### PAGE
##############################

Joshua Lane / / 6 Comments

First and foremost, a disclaimer: I have no formal design training or education. In fact, I studied Pyschology in college! All of my talent comes from years of practice and a lot of time spent drawing as a kid.

That being said, I’ve been designing and developing websites since 1999 and have a few tips to share that you might find useful. Then again, you might not …I am “uneducated” after all ;)

  • When looking for inspiration for your work, don’t get lost online… take a step back and look at things like magazines, product packaging, posters, etc.
  • Don’t be afraid of color. But always respect it’s ability to help or harm a design.
  • If you’ve spent 10 hours on a design and are happy with the results… spend another 4 hours on it. The “little things” is what makes the difference between good work and great work.
  • Don’t be afraid of type. But always respect it’s ability to help or harm a design.
  • If the site you’re designing has database-driven features, please PLEASE do your best to understand how those function; because it will affect your work.

Comments Abound

Delightful thoughts & feedback about this article

Olav /

Thanks, a good list!

When I started looking for inspiration other places than online, suddenly everything inspired me.

Angela /

Any tips for the prep process *before* you actually start…like coming up with rough sketches, etc.?

Peti /

I find CD Cases are often a very good inspiration source. Eventhough they only show a “small” amout of work, they can still have a huge impact on my creativity.

Tim Crowe /

The fourth rule should be “Don’t shaft your developer!” I’m that guy. The one that mutters under his breath when he has to implement the feature that the pretty makers promised. Great care and consideration should be taken when adding a wiggety-whacked out feature that may not be feasible within the architecture, scope, budget or time frame of the project. This above all is an indication of a good designer.

Brigitte Schuster /

Some other tip: Don’ try to get the perfect design right away. If your timeframe is flexible start 1-3 drafts of the design. Then take a break (couple of hours, better 1-2 days). When you continue working on it your mind is clearer, you’ll be aware of things in your drafts you did not notice earlier. At the end this helps to accomplish a better design with not spending too much time and energy on it.

Colin /

Not looking for inspiration online is a great tip. It’s too easy to get lost in current trends that might not be applicable for your target audience.

Take a walk, ride a bike, go swimming. Or, as Andy Rutledge suggests, look at landscape art.

Another tip I’d offer is to not start off by looking at a blank Photoshop file. Sketch first.

##############################

### DATASET EXCERPTS
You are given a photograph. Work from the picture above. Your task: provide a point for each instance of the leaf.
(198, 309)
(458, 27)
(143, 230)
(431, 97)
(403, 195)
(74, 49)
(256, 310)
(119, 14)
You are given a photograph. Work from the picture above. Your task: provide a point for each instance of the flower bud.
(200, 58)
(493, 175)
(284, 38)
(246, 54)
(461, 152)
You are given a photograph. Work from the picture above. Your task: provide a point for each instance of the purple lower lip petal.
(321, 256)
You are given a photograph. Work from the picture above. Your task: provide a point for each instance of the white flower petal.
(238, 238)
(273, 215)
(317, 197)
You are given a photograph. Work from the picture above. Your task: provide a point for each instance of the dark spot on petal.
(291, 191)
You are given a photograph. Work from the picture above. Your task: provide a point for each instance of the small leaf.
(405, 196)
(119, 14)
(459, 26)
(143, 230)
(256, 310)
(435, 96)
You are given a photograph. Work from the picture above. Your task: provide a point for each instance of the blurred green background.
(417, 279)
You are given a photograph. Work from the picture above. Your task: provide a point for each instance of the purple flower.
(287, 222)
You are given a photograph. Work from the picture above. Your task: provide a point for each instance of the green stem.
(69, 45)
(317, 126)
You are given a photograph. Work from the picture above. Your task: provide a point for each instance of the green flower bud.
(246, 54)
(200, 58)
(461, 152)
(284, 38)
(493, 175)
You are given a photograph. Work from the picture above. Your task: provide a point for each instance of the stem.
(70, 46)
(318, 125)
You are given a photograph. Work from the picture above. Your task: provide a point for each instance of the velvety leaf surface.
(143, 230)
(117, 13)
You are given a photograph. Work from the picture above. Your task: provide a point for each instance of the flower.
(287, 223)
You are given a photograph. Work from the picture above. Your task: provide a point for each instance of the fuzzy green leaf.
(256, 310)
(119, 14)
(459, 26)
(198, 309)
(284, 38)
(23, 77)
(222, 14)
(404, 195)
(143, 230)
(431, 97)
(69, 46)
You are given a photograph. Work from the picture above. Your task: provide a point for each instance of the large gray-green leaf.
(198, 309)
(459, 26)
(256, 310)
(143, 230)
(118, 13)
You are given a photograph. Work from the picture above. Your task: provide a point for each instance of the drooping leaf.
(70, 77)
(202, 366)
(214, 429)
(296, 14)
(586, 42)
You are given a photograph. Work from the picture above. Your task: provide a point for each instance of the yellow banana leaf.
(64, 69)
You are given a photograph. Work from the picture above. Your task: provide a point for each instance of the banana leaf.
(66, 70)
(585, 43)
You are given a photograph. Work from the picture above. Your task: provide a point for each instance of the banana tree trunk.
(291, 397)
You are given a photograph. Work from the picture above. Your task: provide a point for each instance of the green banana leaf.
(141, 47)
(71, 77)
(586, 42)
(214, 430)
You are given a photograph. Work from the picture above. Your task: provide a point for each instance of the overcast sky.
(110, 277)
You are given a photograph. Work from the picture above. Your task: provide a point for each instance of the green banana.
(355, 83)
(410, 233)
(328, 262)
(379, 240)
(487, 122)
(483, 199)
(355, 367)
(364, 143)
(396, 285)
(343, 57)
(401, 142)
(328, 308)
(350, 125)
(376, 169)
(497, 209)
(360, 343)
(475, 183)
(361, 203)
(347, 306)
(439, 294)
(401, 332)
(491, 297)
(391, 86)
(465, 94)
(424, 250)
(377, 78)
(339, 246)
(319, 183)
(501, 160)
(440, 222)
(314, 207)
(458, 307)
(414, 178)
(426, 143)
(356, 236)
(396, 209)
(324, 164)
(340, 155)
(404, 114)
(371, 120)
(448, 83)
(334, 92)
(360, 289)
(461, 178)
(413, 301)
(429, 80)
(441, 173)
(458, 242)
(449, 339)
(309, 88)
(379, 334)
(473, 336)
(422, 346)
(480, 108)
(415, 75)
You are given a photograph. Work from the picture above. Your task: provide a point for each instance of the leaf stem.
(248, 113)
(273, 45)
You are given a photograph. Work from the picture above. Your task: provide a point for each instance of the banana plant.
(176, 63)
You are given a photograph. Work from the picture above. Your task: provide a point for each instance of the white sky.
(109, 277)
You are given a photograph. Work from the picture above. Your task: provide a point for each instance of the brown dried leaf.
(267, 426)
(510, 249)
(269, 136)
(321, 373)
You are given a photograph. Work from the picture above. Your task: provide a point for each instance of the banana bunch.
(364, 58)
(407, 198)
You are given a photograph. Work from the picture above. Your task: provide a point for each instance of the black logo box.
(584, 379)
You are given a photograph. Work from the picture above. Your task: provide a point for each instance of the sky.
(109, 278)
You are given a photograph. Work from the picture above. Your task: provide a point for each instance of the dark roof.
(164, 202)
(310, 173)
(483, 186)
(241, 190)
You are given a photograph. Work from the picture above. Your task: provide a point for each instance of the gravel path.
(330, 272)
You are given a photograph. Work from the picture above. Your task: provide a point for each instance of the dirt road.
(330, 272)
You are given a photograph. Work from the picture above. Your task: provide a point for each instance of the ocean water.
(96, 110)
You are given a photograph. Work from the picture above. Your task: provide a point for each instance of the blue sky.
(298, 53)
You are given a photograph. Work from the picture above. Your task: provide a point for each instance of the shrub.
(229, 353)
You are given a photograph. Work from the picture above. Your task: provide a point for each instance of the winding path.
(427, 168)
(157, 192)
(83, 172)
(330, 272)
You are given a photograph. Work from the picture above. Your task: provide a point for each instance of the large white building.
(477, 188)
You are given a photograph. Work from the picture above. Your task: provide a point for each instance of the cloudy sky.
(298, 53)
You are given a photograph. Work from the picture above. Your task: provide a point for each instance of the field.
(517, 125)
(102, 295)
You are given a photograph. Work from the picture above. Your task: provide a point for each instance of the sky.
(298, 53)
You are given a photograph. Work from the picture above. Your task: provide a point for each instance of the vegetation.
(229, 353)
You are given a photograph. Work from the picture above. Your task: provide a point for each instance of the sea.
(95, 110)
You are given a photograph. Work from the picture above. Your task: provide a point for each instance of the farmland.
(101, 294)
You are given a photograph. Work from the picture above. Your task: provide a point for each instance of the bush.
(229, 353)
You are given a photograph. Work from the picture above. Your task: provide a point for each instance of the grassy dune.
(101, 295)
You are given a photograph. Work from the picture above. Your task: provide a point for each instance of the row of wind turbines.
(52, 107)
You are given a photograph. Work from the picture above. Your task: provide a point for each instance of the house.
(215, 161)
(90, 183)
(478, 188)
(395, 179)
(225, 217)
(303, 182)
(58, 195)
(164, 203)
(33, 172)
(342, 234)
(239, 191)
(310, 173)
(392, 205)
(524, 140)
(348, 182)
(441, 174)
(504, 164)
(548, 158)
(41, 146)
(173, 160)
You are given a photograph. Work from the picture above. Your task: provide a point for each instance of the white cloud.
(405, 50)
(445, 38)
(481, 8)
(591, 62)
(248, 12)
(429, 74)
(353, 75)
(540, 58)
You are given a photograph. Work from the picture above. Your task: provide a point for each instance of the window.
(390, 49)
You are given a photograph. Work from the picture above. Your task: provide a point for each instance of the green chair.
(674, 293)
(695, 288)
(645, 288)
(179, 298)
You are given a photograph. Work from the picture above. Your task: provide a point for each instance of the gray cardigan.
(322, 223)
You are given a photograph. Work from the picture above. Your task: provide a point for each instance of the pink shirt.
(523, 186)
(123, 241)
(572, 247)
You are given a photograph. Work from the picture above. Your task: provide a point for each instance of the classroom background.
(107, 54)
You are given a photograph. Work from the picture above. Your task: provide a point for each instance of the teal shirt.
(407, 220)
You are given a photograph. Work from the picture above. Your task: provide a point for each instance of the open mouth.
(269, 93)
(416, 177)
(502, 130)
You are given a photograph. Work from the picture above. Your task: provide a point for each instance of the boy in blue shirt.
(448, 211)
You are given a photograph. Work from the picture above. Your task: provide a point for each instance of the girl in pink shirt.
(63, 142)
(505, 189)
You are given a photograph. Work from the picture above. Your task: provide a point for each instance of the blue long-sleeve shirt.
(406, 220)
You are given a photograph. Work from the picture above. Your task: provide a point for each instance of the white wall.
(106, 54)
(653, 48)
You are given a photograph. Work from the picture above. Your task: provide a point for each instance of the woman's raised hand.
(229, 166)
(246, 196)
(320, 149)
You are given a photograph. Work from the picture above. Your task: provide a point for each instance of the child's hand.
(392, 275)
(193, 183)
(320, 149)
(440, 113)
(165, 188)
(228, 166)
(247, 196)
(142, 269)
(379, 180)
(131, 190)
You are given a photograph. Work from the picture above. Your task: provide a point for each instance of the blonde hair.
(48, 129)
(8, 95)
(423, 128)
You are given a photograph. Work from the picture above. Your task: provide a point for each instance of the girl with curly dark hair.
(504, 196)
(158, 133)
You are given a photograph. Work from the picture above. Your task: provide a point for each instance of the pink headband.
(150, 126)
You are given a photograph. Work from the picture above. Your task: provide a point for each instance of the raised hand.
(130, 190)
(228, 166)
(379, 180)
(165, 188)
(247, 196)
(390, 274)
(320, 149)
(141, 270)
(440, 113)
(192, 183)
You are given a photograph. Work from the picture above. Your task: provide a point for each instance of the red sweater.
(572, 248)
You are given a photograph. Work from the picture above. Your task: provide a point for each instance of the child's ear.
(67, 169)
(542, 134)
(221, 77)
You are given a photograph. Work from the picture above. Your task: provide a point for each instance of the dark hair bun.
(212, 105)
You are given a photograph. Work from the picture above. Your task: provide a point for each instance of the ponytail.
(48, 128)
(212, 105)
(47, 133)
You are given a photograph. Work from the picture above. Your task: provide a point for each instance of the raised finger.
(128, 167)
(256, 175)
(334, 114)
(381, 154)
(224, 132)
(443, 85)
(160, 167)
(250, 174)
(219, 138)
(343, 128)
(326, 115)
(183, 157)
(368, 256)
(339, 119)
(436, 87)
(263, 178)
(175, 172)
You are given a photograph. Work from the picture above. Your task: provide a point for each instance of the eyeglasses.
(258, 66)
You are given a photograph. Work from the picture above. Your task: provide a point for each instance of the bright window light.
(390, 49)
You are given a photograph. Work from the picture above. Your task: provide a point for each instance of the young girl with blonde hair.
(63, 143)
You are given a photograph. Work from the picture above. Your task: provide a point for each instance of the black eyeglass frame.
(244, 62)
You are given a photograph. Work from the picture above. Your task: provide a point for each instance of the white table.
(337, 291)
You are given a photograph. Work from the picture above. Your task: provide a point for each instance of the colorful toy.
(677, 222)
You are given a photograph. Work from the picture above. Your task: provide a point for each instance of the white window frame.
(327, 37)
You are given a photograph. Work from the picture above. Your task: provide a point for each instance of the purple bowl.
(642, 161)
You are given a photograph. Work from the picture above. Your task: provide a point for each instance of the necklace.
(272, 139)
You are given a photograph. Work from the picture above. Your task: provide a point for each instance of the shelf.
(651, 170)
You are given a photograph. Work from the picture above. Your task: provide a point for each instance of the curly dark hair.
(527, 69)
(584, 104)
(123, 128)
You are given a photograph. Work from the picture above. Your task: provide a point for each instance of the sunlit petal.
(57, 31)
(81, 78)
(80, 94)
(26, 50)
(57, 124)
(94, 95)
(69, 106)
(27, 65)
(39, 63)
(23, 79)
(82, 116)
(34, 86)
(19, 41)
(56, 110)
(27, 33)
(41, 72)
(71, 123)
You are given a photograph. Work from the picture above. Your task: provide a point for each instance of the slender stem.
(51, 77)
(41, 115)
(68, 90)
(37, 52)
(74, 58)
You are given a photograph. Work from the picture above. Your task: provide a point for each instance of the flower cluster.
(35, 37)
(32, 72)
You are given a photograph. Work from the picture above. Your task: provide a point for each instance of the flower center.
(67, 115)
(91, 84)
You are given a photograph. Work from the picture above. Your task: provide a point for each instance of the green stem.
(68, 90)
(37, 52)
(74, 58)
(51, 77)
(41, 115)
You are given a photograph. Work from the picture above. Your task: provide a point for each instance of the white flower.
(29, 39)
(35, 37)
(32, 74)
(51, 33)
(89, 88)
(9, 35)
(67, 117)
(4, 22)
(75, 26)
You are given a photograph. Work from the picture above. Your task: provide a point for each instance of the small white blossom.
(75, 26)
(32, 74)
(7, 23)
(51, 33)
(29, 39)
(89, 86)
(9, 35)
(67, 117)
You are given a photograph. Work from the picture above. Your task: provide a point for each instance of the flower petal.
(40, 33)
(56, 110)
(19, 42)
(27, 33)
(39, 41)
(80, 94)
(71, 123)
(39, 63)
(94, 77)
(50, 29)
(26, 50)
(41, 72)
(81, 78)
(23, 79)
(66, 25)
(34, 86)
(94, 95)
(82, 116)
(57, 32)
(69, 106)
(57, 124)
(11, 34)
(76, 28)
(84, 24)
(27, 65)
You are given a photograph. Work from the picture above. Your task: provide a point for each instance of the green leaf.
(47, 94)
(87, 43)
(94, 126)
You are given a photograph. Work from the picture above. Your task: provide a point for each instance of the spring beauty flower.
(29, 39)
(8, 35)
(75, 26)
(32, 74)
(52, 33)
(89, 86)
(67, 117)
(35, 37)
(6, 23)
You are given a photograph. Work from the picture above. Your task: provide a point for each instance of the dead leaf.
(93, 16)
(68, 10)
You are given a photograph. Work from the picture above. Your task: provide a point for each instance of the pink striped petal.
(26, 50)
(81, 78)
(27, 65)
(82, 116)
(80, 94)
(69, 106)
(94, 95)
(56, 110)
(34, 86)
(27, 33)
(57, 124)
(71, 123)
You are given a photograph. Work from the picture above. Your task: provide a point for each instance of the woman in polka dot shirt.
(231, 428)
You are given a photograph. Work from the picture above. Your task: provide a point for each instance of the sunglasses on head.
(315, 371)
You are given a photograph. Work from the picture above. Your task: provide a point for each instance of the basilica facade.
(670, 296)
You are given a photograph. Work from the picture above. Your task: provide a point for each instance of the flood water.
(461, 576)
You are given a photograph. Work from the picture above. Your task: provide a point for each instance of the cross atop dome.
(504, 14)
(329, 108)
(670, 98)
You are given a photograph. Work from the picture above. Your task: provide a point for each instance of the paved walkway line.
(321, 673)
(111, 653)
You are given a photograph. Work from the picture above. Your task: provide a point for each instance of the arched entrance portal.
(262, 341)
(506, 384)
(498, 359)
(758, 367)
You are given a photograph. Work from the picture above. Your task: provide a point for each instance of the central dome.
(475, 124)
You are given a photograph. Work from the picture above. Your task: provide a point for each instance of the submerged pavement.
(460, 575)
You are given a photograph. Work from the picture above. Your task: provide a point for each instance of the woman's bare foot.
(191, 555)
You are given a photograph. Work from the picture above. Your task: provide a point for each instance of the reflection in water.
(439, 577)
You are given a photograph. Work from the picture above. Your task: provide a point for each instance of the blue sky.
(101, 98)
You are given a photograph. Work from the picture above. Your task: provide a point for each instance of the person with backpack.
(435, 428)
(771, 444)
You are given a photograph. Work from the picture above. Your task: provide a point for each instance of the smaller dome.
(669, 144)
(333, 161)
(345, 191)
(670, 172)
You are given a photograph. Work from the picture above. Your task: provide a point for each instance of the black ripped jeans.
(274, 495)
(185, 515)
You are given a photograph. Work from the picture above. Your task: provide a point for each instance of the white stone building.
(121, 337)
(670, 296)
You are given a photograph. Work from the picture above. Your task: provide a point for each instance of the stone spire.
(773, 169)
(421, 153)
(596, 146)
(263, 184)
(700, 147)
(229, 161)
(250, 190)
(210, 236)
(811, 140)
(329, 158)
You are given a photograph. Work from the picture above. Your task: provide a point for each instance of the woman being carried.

##############################

### GOAL 1
From the design tips post above, pull out the stretch from "Joshua Lane /" through "after all ;)", word for word.
### GOAL 2
According to the design tips post, since what year has the author been designing and developing websites?
### GOAL 3
Render this sentence from the design tips post in Spanish: "Another tip I’d offer is to not start off by looking at a blank Photoshop file."

### CORRECT OUTPUT 1
Joshua Lane / / 6 Comments

First and foremost, a disclaimer: I have no formal design training or education. In fact, I studied Pyschology in college! All of my talent comes from years of practice and a lot of time spent drawing as a kid.

That being said, I’ve been designing and developing websites since 1999 and have a few tips to share that you might find useful. Then again, you might not …I am “uneducated” after all ;)

### CORRECT OUTPUT 2
Since 1999.

### CORRECT OUTPUT 3
Otro consejo que daría es no empezar mirando un archivo de Photoshop en blanco.